**WHAT IS ASKED**
Could you extract every entry below and reproduce it exactly?

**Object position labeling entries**
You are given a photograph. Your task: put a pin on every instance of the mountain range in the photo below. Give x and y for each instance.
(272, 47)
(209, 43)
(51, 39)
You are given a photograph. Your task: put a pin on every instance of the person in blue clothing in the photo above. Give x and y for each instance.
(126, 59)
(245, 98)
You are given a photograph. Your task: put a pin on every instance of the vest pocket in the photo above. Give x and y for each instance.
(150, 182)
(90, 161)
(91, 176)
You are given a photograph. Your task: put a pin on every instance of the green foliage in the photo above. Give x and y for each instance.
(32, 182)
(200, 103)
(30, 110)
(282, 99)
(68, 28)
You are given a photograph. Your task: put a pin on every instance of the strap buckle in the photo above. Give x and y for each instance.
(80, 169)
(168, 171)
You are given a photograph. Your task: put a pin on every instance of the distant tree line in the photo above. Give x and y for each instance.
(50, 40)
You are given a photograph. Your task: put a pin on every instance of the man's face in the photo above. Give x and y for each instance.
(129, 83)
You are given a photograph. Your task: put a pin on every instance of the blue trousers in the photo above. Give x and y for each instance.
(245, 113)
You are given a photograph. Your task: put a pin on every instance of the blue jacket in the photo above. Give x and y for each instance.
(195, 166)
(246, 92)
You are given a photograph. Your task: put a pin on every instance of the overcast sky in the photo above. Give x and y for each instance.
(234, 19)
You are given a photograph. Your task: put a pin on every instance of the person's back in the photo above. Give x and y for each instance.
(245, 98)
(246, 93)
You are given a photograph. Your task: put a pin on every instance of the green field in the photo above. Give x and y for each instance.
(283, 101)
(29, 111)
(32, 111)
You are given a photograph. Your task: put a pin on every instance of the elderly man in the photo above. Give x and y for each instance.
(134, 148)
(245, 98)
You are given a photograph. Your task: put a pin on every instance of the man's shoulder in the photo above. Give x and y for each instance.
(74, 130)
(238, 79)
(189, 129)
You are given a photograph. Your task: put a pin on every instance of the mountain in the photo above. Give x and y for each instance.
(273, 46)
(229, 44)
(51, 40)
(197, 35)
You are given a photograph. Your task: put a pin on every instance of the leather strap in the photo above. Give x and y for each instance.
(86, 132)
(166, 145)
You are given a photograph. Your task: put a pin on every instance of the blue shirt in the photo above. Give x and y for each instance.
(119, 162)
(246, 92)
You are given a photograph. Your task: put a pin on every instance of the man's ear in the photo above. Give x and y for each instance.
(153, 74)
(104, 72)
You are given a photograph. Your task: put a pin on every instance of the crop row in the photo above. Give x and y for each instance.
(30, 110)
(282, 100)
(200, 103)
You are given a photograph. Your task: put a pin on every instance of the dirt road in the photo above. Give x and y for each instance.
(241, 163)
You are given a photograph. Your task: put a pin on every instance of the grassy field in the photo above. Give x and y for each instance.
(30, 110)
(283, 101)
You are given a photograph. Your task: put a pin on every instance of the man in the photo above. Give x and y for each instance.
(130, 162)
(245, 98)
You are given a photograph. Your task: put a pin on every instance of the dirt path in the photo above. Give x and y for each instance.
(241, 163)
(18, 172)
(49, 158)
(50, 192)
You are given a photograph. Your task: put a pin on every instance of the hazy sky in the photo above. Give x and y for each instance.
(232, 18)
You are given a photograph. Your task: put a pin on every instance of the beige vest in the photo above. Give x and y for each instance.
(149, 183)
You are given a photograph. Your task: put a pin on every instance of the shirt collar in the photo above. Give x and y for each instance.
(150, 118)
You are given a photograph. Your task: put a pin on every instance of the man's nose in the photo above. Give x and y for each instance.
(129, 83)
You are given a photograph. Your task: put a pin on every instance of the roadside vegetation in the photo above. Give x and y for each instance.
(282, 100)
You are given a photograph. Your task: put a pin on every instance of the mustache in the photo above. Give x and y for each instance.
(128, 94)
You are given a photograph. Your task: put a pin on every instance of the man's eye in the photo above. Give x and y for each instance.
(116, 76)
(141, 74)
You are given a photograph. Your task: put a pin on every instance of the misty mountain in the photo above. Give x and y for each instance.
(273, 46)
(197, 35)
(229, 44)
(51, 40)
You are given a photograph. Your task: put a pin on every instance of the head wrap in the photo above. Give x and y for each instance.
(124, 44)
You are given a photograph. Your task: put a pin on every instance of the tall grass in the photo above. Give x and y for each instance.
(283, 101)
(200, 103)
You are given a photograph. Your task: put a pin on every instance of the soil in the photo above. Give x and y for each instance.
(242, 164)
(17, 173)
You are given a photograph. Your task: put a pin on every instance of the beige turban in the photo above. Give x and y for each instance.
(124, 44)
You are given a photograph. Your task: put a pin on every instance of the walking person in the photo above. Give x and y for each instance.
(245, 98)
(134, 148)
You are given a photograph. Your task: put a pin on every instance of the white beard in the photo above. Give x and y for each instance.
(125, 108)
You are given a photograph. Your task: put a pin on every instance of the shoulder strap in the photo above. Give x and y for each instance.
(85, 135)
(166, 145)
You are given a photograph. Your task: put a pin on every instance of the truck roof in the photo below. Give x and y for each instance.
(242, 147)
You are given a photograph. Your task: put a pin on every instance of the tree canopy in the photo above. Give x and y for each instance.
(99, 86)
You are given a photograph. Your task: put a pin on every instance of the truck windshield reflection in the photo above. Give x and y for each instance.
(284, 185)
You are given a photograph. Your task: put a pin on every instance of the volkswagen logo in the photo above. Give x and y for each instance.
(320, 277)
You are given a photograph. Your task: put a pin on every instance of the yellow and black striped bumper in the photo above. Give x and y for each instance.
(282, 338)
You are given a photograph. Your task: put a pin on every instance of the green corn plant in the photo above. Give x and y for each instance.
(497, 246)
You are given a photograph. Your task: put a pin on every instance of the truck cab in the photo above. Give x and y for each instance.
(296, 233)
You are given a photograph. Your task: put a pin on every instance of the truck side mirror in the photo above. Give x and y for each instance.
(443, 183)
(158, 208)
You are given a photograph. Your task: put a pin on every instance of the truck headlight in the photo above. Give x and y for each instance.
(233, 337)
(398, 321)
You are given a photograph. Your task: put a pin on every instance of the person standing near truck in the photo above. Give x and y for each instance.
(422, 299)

**FULL RESPONSE**
You are given a photograph. Your task: put a pin on every instance of the mountain range in the photo below. Give x and y for each instance.
(272, 47)
(209, 43)
(51, 39)
You are given a photograph. Your task: put a pin on every instance of the person in blue clothing in the photo above. Give x and y for each instance.
(126, 59)
(245, 98)
You are given a photograph. Your task: put a pin on every instance of the vest pocket in the photo above. Give x and y for each instance.
(150, 182)
(90, 161)
(91, 176)
You are given a photograph. Your task: put a pin on every instance of the green foliage in the photo above. Give x and y for each instance.
(32, 182)
(200, 103)
(30, 110)
(282, 99)
(68, 28)
You are given a photograph. Your task: put a pin on every instance of the strap buckle in the photo above. Give x and y for each instance.
(80, 169)
(168, 171)
You are given a photograph. Your task: put a pin on every instance of the distant tree line in the photo above. Give x and y for each instance.
(50, 40)
You are given a photograph. Your task: put a pin on every instance of the man's face in the photo above. Give x and y for each instance.
(129, 83)
You are given a photograph. Your task: put a pin on every instance of the blue trousers in the photo above. Give x and y for each instance.
(245, 113)
You are given a photograph. Your task: put a pin on every instance of the blue jacket in the photo above. Give x and y for each instance.
(195, 166)
(246, 92)
You are given a photograph. Your task: put a pin on every instance of the overcast sky in the photo above. Give x and y for each instance.
(234, 19)
You are given a photograph. Your task: put a pin on every instance of the person's back in the photo above. Give x and y for each instance.
(245, 98)
(246, 93)
You are given a photograph. Your task: put a pin on every instance of the green field in the photo above. Give x and y for each instance.
(283, 101)
(29, 111)
(32, 111)
You are given a photograph. Your task: put a pin on every instance of the elderly man in the photo above. Give x and y for each instance.
(134, 148)
(245, 98)
You are given a photograph. Your task: put a pin on every instance of the man's shoulder in the photo above. Give x and y for each instance.
(74, 130)
(238, 79)
(189, 129)
You are given a photograph. Your task: put a pin on every instance of the mountain in the photo above. Give x and y for each instance.
(273, 46)
(229, 44)
(51, 40)
(197, 35)
You are given a photograph. Your task: put a pin on every instance of the leather strap in the photo above. Give x and y for each instance.
(86, 132)
(166, 145)
You are given a photograph. Your task: put a pin on every instance of the blue shirt in the photo above. Give x and y for each instance.
(119, 162)
(246, 92)
You are given a photograph. Your task: put a pin on every instance of the man's ear in the photo above. Give x and y for each instance.
(153, 74)
(104, 72)
You are given a photograph. Your task: put a pin on every instance of the crop row in the photo above. Give x and y for each instance.
(30, 110)
(282, 100)
(200, 103)
You are given a photograph. Your task: put a pin on every instance of the dirt road in the photo above. Give x and y for each instance.
(241, 163)
You are given a photograph. Your task: put a pin on every instance of the grassy field in the photo above. Give x and y for each instance.
(30, 110)
(283, 101)
You are given a photograph. Your task: put a pin on every instance of the man in the photo above. Give x and y for each instance.
(130, 162)
(245, 98)
You are given a photograph. Your task: put a pin on every instance of the dirt path in the photo above. Give x and y for each instance.
(241, 163)
(18, 172)
(49, 158)
(50, 192)
You are given a photograph. Your task: put a pin on every instance of the hazy sky in the photo above. Give x and y for each instance.
(232, 18)
You are given a photograph. Your task: put a pin on every instance of the beige vest in the photo above. Give x and y for each instance.
(149, 183)
You are given a photograph. Your task: put a pin on every instance of the shirt collar in the photo above. Give x and y for each instance.
(150, 118)
You are given a photograph. Your task: put a pin on every instance of the man's nose in the photo above. Give x and y for each instance.
(129, 83)
You are given a photograph. Your task: put a pin on every instance of the roadside vegetation in the photo above. Give x and y for each instance.
(282, 100)
You are given a photograph. Your task: put a pin on every instance of the mustache in the photo above. Give x and y for each instance.
(128, 94)
You are given a photograph. Your task: put a pin on every instance of the man's eye in the photo above. Give x and y for each instance.
(116, 76)
(141, 74)
You are given a photograph. Your task: put a pin on every instance of the misty mountain in the photo above. Give x and y for each instance.
(273, 46)
(197, 35)
(229, 44)
(51, 40)
You are given a photograph. Your task: put a pin on every instance of the head wrap in the photo above. Give x and y for each instance.
(124, 44)
You are given a photograph. Your task: put a pin on every instance of the tall grass in the photo above. Give x and y for each instance.
(283, 101)
(200, 103)
You are given a photograph. Your task: put a pin on every instance of the soil in the photo above. Give x and y for each instance.
(242, 164)
(17, 173)
You are given a photograph. Your task: put a pin on every instance of the beige turban in the photo above. Give x and y for each instance.
(124, 44)
You are given a photograph. Your task: put a pin on every instance of the walking person in the photo above. Give x and y for each instance.
(245, 98)
(134, 148)
You are given a photograph. Your task: put a pin on every instance of the white beard in the photo above. Give x and y for each instance.
(125, 108)
You are given a photograph. Your task: put a pin on every instance of the shoulder strap in the photo above. Give x and y for each instance.
(85, 135)
(166, 145)
You are given a photograph. Your task: put a pin on every instance of the truck roof in the photo below. Give x and y for each instance.
(242, 147)
You are given a photograph. Your task: put a pin on every instance of the tree canopy in the photo above. Give x and y for each instance.
(99, 86)
You are given a photograph. Your task: put a pin on every instance of the truck windshield reflection in the photo above. Give x and y for each instance.
(284, 185)
You are given a photograph. Your task: put a pin on every instance of the volkswagen logo in the photo above. Give x and y for each instance.
(320, 277)
You are given a photograph. Your task: put a pin on every instance of the yellow and black striped bumper in the photo above. Give x and y for each instance.
(282, 338)
You are given a photograph. Your task: put a pin on every instance of the green corn plant in the photo above. Give x and y for each instance.
(497, 246)
You are given a photograph. Your task: put a pin on every instance of the truck cab in the photo above. Give x and y for each instance.
(296, 233)
You are given a photograph. Your task: put a pin on every instance of the truck side mirror in the photo above. Give x and y for each instance.
(443, 183)
(158, 208)
You are given a photograph. Your task: put a pin on every instance of the truck headlight in the photo above. Give x and y for each instance.
(233, 337)
(398, 321)
You are given a photograph. Your task: put a pin on every instance of the person standing near truck in the photo above. Give x and y for each instance.
(422, 299)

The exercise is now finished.